→ What needs to be done
Rewrite the listing from its beginning through the line that contains "33 63 86 151", replacing "endpoint" with "service" and changing nothing else. Return only those lines.

→ Source records
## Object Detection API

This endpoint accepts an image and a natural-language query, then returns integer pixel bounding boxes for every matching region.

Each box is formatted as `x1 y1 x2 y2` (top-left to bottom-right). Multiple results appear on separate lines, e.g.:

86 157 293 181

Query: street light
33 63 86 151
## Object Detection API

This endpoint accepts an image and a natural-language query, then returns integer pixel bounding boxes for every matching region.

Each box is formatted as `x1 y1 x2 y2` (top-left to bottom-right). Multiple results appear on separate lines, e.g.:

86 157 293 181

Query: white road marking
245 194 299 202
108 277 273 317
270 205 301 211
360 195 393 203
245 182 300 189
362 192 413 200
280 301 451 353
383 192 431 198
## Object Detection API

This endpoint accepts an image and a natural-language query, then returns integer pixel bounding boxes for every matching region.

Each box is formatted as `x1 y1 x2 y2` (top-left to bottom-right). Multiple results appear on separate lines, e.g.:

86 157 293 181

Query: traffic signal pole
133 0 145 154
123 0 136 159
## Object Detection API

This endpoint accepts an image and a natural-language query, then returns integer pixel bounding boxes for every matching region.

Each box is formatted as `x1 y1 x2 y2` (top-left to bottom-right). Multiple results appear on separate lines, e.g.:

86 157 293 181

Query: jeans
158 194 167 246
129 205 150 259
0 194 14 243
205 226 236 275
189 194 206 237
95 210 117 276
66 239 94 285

→ Full solution
## Object Detection API

This service accepts an image and a natural-language query, then returns integer pixel bounding boxes for every matching region.

Each box is formatted as `x1 y1 x2 y2` (top-left to bottom-right). Multiple results appear on separate lines, e.g.:

86 157 293 181

Query: street light
33 63 86 151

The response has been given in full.